▸ 課題内容
スリランカでの体験と「人の幸せ」について語るインタビュー記事を、最後の一文の後から引き継いで書き進めなさい。

色んな国にも行ったのですが、中でもスリランカは特に印象に残っています。

現地後で話しかけられるので正直全くわからないのですが、こっちも日本語で返して、お互いずっと笑ってて楽しくて。ものも日本と比べると全然ないし、言葉は通じないのに、帰る頃にはホームステイ先の家族が泣いてくれて。「なんでこんなにものがないのに豊なんだろう」と思いました。

また、ボランティアをしていた色んな人と話していくうちに価値観が広がったんですよね。当時は自分の野心がたくさんあって自分の事ばかり考えていたけれど、周りの大学生も色々とやりたいことを考えていてすごく反省しました。自分自身が価値観を狭めていると感じましたね、もっと色んな人の話を聞こうと思いました。


【人の幸せとは?を考えるように】

- 様々な場所に出向いて価値観が広がっていったのですね。今の活動に繋がる起点はなんだったのですか?

他にも農家さんを回ったりとか、オランダへ視察に行ったのですが、そのあたりからかな。「人の幸せとは?」を考えるようになりました。

自分は母親の出来事があってから、一番は「恩返ししたい、親孝行したい」という思いでここまでやってきたのですが、「いや親孝行ってなんだ?」「幸せってなんだ?」って。

- なるほど。原点回帰。

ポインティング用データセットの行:
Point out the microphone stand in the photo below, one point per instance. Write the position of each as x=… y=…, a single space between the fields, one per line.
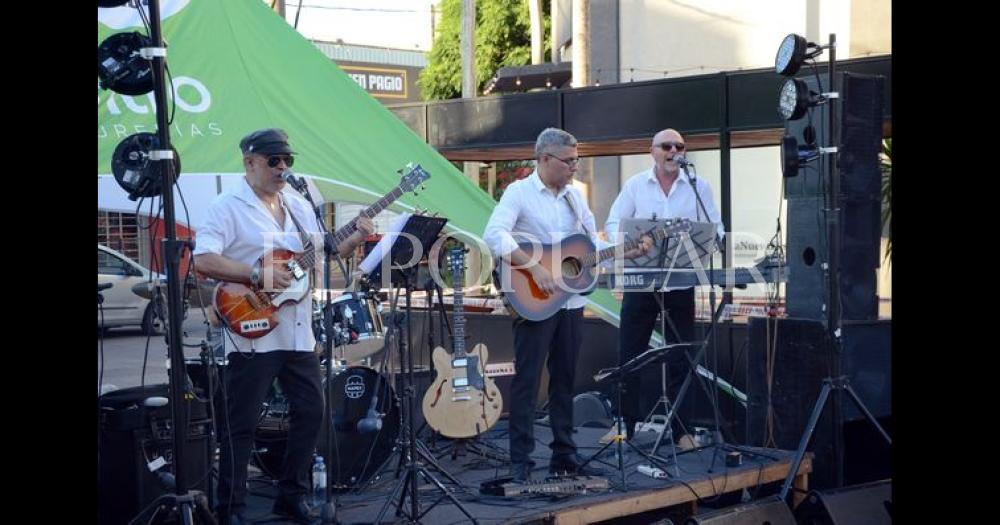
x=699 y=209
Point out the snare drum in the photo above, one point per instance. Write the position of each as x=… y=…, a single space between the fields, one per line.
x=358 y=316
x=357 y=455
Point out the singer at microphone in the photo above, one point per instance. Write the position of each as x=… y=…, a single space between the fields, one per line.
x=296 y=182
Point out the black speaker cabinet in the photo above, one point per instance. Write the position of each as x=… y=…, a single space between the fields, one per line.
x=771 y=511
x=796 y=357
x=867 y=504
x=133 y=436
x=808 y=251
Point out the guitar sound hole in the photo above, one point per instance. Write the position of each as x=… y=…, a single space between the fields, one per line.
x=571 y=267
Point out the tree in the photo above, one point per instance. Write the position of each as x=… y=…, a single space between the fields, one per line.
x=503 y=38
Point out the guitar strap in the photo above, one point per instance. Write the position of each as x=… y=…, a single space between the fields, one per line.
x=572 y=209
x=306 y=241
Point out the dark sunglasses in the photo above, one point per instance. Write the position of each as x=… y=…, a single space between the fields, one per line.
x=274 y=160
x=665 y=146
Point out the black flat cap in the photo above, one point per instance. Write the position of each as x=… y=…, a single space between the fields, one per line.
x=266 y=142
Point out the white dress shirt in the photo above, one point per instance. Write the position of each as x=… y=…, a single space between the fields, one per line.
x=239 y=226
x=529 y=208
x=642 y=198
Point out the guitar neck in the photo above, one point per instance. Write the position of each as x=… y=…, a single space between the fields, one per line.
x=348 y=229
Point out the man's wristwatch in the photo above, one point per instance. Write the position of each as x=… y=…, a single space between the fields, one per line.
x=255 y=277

---

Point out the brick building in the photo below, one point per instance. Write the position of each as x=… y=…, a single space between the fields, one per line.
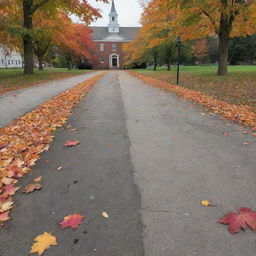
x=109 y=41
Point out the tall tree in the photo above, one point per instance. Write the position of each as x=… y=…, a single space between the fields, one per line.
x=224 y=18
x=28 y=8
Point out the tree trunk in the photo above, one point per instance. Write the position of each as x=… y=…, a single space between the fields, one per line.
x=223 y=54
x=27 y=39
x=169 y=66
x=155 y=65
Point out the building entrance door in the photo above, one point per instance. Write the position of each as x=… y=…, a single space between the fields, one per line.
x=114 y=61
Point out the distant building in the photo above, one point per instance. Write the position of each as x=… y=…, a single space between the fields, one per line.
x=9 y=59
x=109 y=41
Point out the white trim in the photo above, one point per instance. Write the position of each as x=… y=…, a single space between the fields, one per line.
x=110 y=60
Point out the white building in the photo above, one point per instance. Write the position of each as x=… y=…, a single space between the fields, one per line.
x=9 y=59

▸ 演習結果
色々考えると、先進国のスリランカで出会った家族も幸せそうだったし、どんな状況下でも幸せである人はいる。その自分なりの答えが「身近な暮らしを大切にすることが幸せに繋がる」だと思いました。そしてこの理想が後々登場する「エコビレッジ」にあると考えました。

単に父親の会社を継ぐんじゃなくて、継ぐからには「暮らしを大切にする」という社会システムを変えていこうと思ったんです。

ヤドカリ3

川崎の大人紹介#3 の前編は以上になります。
最後まで読んでいただきありがとうございました!

後編では「エコビレッジ」との出会いからPerma Futureでの活動を始めたきっかけ、活動のヒントなどをご紹介します。

お楽しみに!!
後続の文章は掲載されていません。